• **Directive**: Find "of the pillar" in the data below; transcribe the line it appears on and each line after it, exactly, to the end, and nothing else.

• **Exercise data**:

·····

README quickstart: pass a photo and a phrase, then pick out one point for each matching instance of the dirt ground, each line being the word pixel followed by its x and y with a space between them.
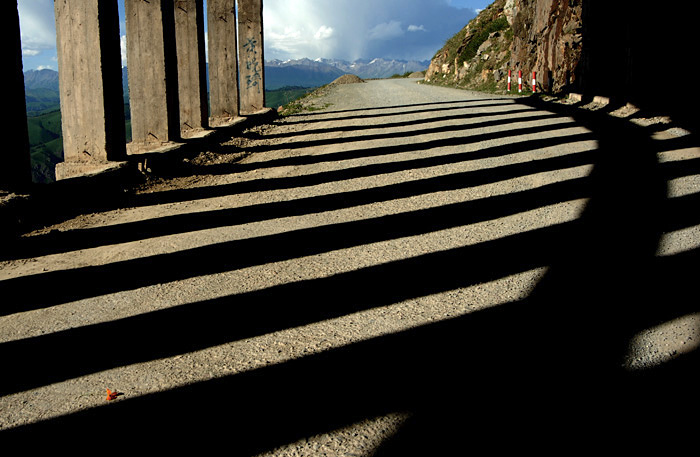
pixel 329 283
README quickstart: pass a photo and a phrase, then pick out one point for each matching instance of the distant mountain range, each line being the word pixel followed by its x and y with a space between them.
pixel 313 73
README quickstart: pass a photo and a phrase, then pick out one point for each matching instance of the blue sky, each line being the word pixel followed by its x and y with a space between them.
pixel 344 29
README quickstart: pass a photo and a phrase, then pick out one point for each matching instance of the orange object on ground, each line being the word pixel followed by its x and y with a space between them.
pixel 112 395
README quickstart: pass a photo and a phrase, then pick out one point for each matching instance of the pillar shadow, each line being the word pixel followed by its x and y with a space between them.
pixel 538 374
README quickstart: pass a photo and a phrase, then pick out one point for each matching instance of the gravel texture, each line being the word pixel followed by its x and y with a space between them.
pixel 375 277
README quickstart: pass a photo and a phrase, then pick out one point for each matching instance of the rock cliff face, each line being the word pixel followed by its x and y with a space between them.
pixel 544 36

·····

• **Result for this task**:
README quickstart: pass a photo and a phrase, then pick out one point for each matching instance of the pillar shadow, each line being the word pixel followed by its x and y with a space between them.
pixel 538 374
README quickstart: pass a photo and a phrase, then pick out one point for each matching instance of the gravel texture, each line being the word pixel followed by its x and y with a space between them.
pixel 375 277
README quickstart: pass a photo and a phrase, then pick out one point for each matching instance of the rock cliff face, each line being the word pixel followed by its x and y with a space between them.
pixel 544 36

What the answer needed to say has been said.